§ **GOAL**:
Filter the rows below and copy verbatim every line that contains the string "wall".

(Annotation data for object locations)
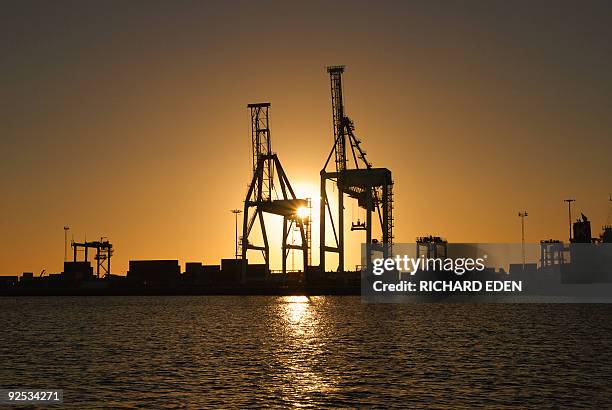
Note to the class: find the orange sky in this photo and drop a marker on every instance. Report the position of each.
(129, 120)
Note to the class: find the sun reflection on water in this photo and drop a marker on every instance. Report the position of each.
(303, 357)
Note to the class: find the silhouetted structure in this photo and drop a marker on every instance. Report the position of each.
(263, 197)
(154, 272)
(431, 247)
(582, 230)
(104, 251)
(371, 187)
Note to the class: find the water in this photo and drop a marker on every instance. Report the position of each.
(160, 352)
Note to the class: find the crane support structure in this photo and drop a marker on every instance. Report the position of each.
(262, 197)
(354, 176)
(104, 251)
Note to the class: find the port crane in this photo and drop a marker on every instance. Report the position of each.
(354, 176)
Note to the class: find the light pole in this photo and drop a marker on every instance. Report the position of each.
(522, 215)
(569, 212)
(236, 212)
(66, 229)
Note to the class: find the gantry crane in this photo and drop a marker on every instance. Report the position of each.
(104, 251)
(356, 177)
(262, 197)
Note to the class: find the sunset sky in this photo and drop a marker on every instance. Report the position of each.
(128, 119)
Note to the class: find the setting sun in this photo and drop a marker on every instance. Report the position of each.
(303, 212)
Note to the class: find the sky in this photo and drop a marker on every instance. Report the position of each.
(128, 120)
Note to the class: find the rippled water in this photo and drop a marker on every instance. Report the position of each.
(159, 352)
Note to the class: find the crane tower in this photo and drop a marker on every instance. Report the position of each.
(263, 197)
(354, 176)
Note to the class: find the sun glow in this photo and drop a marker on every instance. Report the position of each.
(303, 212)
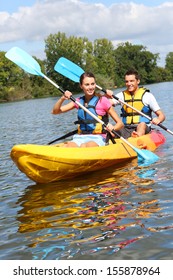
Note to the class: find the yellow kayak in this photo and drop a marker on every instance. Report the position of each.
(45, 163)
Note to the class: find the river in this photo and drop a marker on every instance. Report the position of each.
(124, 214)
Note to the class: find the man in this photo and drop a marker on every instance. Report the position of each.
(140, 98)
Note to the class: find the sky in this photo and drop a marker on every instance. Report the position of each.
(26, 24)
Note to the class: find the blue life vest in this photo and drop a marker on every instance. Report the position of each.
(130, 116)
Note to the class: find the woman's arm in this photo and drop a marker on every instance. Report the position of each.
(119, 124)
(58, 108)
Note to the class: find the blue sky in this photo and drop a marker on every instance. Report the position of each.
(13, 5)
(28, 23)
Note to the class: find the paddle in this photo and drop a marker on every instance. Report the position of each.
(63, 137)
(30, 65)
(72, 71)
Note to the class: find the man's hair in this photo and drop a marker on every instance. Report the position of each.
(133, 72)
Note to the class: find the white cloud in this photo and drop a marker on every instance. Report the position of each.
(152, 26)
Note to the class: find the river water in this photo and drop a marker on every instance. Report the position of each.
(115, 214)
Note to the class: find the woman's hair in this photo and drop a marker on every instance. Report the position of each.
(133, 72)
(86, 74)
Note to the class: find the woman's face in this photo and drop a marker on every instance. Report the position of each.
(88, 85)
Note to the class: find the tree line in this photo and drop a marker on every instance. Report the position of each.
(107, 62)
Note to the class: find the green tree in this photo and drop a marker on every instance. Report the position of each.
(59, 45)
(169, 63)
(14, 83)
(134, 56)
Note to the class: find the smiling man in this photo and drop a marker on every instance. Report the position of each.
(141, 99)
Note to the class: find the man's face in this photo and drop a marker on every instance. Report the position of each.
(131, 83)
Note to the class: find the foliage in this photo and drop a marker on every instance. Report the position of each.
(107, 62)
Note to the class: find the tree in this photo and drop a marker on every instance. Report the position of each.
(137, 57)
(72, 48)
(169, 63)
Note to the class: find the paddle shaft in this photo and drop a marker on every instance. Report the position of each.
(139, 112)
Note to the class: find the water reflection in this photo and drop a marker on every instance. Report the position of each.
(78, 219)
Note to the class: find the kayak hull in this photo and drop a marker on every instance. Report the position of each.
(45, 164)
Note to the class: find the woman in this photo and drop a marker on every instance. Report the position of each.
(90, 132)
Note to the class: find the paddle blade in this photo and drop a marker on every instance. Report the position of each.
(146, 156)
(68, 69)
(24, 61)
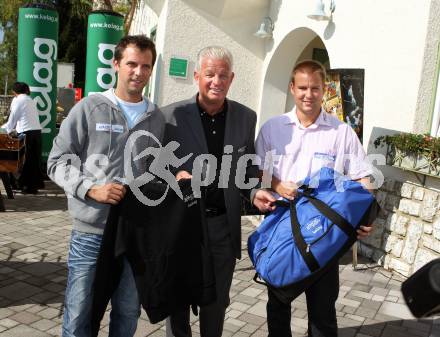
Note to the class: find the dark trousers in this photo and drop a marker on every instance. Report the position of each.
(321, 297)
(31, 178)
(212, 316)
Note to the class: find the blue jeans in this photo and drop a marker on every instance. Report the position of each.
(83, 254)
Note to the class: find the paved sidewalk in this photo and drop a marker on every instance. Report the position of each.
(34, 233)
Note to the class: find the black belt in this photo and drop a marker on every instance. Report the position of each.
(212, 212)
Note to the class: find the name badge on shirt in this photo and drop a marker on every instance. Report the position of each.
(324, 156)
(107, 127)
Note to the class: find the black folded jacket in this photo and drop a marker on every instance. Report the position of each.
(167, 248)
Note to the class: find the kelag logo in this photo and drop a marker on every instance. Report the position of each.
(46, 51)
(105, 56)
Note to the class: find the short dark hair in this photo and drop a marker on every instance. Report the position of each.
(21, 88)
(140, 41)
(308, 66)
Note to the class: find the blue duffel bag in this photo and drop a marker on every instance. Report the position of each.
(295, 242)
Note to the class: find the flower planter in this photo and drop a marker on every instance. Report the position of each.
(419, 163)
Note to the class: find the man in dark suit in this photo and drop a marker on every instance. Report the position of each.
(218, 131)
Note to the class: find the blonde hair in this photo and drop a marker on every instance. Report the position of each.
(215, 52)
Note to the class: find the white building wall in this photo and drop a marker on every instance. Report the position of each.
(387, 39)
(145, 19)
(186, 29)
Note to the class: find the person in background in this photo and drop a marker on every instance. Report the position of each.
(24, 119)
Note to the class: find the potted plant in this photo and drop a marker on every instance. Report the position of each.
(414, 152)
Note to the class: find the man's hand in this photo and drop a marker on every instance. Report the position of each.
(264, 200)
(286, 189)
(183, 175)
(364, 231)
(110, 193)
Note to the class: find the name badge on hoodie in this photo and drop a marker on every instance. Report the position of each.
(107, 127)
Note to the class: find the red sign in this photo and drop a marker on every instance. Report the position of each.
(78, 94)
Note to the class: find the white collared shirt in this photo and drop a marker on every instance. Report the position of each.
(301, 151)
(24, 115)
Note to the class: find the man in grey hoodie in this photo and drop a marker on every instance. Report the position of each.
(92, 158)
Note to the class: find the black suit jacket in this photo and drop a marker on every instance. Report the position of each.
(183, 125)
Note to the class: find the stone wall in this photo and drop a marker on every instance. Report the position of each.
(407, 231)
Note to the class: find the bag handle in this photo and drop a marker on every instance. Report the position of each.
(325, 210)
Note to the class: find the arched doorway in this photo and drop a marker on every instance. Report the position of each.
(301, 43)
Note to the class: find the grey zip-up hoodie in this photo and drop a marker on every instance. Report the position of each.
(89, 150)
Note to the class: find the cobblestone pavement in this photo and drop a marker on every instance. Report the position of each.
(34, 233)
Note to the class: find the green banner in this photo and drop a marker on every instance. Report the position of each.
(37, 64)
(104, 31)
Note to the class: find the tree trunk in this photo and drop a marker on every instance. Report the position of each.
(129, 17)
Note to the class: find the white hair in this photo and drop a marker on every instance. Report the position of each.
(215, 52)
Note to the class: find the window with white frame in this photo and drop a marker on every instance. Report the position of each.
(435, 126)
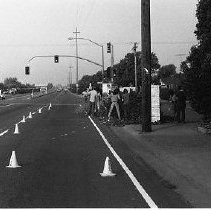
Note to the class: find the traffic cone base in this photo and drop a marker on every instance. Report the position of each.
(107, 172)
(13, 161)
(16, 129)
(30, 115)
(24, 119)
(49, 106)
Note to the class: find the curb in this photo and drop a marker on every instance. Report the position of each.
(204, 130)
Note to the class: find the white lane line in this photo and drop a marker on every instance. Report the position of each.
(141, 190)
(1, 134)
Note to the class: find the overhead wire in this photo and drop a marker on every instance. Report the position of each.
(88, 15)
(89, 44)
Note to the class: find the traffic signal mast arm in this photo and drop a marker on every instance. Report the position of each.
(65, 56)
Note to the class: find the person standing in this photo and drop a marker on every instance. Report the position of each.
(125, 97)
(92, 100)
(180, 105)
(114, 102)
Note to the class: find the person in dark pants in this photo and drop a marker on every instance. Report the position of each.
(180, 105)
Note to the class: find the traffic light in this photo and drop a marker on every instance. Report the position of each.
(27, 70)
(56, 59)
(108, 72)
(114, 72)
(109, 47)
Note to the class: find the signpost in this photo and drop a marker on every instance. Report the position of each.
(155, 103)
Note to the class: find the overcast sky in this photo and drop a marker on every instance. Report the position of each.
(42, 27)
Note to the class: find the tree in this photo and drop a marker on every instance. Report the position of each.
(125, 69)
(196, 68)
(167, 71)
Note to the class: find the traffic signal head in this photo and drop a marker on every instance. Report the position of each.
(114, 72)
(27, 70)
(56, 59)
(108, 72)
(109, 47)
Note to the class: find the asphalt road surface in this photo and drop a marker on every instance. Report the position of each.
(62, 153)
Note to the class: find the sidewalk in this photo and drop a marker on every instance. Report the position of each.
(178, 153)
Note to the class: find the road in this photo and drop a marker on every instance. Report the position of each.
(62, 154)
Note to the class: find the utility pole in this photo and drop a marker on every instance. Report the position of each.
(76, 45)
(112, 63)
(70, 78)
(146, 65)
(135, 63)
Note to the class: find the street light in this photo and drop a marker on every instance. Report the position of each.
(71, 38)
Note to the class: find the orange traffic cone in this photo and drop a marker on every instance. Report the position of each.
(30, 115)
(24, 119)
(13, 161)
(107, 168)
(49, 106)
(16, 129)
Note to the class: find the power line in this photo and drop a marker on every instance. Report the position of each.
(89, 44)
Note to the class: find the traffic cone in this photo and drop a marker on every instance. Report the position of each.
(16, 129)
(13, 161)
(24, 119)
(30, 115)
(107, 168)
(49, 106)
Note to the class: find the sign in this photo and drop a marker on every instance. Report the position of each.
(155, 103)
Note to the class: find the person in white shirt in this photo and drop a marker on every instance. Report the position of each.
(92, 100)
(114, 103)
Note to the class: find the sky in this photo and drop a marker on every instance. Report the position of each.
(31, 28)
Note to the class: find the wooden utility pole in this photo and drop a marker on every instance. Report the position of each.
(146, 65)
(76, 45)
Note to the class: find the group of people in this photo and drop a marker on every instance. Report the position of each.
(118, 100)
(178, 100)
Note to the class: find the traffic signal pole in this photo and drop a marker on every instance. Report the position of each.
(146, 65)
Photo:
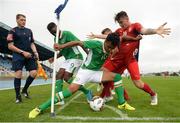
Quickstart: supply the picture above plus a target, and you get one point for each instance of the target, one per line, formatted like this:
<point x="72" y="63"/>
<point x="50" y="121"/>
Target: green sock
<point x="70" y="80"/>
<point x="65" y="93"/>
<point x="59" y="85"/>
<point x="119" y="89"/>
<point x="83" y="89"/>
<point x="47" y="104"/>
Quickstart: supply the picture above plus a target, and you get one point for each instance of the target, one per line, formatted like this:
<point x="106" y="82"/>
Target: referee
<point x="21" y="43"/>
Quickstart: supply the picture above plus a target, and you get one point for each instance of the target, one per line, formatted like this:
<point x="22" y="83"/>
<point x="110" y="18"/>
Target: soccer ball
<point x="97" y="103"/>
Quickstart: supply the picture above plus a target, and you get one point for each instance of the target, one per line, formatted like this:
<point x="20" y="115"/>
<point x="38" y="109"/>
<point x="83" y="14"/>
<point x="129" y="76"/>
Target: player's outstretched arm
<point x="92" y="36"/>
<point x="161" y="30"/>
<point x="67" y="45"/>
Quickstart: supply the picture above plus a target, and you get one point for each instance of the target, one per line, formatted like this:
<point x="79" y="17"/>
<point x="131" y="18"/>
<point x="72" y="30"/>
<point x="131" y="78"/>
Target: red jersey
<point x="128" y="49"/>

...

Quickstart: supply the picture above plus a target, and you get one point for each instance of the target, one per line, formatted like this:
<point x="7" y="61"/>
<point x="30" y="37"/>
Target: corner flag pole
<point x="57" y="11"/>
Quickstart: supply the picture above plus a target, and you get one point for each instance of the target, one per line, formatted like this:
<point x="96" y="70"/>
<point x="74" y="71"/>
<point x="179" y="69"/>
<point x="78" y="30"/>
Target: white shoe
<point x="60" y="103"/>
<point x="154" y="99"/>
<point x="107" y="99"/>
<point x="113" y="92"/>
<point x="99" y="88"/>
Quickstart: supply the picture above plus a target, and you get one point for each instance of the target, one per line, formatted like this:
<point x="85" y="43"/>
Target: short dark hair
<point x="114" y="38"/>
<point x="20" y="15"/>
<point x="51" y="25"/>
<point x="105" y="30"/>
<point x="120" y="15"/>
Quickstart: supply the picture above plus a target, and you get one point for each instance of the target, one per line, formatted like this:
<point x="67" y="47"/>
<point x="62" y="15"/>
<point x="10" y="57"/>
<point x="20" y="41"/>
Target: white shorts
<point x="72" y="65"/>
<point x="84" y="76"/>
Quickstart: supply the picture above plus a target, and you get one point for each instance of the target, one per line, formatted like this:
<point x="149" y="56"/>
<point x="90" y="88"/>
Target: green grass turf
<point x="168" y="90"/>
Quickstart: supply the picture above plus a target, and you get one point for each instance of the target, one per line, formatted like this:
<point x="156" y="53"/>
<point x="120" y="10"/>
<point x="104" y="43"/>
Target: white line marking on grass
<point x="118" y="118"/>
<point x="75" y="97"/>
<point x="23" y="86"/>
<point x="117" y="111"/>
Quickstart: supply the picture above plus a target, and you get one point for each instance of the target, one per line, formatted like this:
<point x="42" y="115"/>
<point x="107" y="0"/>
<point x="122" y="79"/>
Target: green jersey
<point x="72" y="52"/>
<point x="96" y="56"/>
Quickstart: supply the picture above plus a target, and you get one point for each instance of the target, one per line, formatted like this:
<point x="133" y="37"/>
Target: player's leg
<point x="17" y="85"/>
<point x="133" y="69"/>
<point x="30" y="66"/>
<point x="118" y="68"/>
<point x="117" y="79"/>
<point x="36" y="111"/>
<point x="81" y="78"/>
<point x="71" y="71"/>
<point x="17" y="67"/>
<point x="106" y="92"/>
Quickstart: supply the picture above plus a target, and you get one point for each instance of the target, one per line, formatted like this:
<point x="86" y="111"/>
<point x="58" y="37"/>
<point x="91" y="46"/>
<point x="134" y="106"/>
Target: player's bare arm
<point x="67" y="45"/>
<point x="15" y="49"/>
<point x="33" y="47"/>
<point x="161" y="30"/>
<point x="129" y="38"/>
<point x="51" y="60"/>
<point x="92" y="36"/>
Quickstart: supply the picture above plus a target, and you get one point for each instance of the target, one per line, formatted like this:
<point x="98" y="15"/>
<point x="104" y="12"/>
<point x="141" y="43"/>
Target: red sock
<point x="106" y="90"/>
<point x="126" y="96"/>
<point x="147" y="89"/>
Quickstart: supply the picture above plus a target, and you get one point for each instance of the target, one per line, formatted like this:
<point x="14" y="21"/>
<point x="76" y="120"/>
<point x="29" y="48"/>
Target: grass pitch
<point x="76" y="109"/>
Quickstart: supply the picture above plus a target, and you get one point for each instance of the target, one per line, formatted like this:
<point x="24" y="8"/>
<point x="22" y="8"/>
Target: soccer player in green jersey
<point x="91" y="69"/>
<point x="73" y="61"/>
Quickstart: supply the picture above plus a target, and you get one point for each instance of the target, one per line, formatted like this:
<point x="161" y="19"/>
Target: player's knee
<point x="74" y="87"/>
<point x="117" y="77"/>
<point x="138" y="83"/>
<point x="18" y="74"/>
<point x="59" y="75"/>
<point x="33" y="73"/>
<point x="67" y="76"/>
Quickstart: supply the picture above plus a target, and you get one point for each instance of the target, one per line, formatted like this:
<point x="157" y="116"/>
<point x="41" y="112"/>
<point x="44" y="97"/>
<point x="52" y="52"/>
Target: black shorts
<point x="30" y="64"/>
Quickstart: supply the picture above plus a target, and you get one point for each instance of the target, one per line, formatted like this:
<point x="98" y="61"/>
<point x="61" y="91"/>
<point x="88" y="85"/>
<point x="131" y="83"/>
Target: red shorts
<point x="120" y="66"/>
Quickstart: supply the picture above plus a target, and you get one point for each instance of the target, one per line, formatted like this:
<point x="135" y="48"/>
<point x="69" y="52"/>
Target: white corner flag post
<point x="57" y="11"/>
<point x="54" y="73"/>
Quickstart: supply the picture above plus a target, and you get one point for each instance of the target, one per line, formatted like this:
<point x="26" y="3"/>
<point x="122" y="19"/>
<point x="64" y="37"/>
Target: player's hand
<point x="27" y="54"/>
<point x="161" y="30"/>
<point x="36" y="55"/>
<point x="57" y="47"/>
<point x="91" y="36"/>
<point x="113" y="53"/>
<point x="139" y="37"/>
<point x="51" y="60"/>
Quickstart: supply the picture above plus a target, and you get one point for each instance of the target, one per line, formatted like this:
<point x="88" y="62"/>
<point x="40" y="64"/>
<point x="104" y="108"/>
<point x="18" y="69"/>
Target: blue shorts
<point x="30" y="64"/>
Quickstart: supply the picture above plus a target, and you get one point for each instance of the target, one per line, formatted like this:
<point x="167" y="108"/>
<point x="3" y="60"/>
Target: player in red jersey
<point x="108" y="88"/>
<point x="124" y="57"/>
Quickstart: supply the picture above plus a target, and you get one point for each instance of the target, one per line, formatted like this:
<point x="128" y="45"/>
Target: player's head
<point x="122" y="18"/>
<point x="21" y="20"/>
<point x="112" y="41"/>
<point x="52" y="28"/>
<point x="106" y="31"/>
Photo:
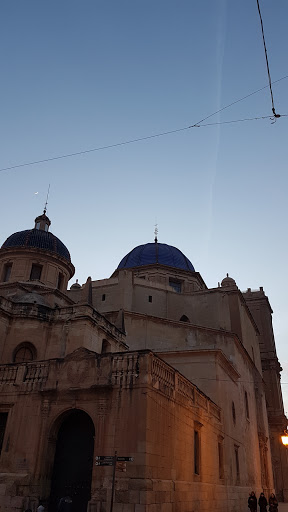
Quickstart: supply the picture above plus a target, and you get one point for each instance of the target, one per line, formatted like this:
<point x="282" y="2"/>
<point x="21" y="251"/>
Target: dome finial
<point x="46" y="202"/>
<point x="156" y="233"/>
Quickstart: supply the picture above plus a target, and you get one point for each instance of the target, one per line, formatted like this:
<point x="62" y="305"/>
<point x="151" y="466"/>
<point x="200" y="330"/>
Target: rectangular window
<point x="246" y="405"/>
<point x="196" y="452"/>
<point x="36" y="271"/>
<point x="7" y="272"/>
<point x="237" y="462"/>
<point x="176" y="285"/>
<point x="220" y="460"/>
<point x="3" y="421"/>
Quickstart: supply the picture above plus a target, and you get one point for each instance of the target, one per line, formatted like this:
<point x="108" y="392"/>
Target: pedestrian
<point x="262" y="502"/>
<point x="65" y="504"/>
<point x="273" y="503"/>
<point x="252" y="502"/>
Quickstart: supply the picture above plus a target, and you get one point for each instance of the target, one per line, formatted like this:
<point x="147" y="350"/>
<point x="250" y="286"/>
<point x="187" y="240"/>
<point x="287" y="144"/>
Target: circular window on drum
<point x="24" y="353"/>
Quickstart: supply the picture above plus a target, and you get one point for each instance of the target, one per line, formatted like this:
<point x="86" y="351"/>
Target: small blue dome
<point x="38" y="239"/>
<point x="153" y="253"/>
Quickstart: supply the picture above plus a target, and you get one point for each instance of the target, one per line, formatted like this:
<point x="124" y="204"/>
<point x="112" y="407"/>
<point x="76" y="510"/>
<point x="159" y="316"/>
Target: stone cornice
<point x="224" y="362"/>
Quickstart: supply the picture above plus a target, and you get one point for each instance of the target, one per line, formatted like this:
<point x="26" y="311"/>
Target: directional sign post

§ **FULL SOLUTION**:
Note to the class: find the white building wall in this photo and drop a marker on every instance. Report the position of each.
Note to the class: find the stone wall in this photo and drop a marker on every instance. Report the position of each.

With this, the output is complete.